Referring expression data:
· · · ·
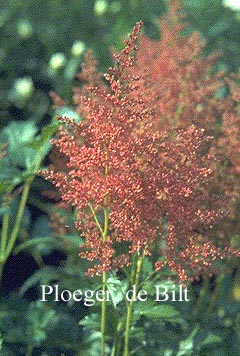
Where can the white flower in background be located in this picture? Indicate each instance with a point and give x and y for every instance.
(57, 61)
(233, 4)
(24, 28)
(115, 7)
(100, 7)
(23, 87)
(78, 48)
· · · ·
**What is required**
Restate, word for word, the entries above, dropping any picture.

**Worked solution**
Where can the white flower in background be located in this picture? Indicate each instance with a point and give x and y for every instance.
(57, 61)
(233, 4)
(24, 28)
(115, 7)
(100, 7)
(23, 87)
(78, 48)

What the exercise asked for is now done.